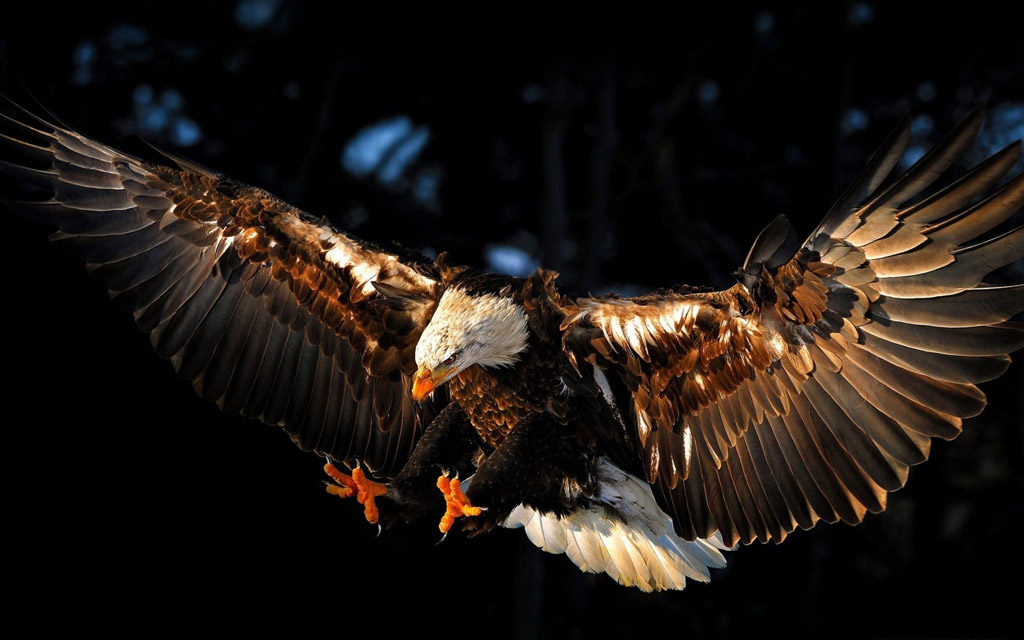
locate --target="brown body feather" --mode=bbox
[0,96,1024,584]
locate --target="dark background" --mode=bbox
[0,0,1024,638]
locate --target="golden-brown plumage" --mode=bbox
[0,98,1024,590]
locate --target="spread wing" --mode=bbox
[0,96,438,475]
[563,114,1024,544]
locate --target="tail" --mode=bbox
[502,458,728,591]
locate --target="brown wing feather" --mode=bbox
[562,114,1024,544]
[0,98,438,475]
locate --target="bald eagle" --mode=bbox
[0,97,1024,591]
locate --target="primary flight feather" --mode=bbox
[0,97,1024,591]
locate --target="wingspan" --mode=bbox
[0,94,439,476]
[563,114,1024,544]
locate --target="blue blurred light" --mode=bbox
[234,0,281,31]
[850,2,874,27]
[377,127,430,184]
[483,245,539,278]
[106,23,148,49]
[341,116,430,178]
[171,116,203,146]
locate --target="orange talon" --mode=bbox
[437,475,482,534]
[324,462,387,524]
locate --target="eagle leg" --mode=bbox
[437,473,483,534]
[324,462,387,524]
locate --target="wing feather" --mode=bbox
[562,113,1024,544]
[562,112,1024,544]
[0,96,439,475]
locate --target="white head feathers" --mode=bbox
[416,287,528,378]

## [What to do]
Reproduce every line of the records above verbatim, omitting the pictures.

## [Output of the task]
locate --target="brown body feather" --mode=bbox
[0,96,1024,584]
locate --target="dark background" --mode=bbox
[0,0,1024,638]
locate --target="golden-brown plumage" --mode=bbox
[0,98,1024,590]
locate --target="spread wing" --mode=bbox
[0,96,438,475]
[563,114,1024,544]
locate --target="tail" --mode=bbox
[502,458,728,591]
locate --target="brown wing feather" --mode=bbox
[562,114,1024,544]
[0,98,438,475]
locate --target="bald eagle" --mode=bbox
[0,97,1024,591]
locate --target="primary flight feather" --mode=bbox
[0,97,1024,591]
locate --target="wingspan" --mode=bbox
[0,94,439,476]
[563,114,1024,544]
locate --target="blue blurred light" --mode=bbox
[234,0,281,31]
[850,2,874,27]
[377,127,430,184]
[483,245,539,278]
[106,23,148,49]
[341,116,430,178]
[171,116,203,146]
locate --target="orange talon" --mode=bbox
[437,475,482,534]
[324,462,387,524]
locate --target="eagle leg" --mode=bbox
[437,473,483,534]
[324,462,387,524]
locate --target="wing feather" --mode=bbox
[562,113,1024,544]
[562,112,1024,544]
[0,96,439,475]
locate --target="white head feathers" --mode=bbox
[416,287,528,378]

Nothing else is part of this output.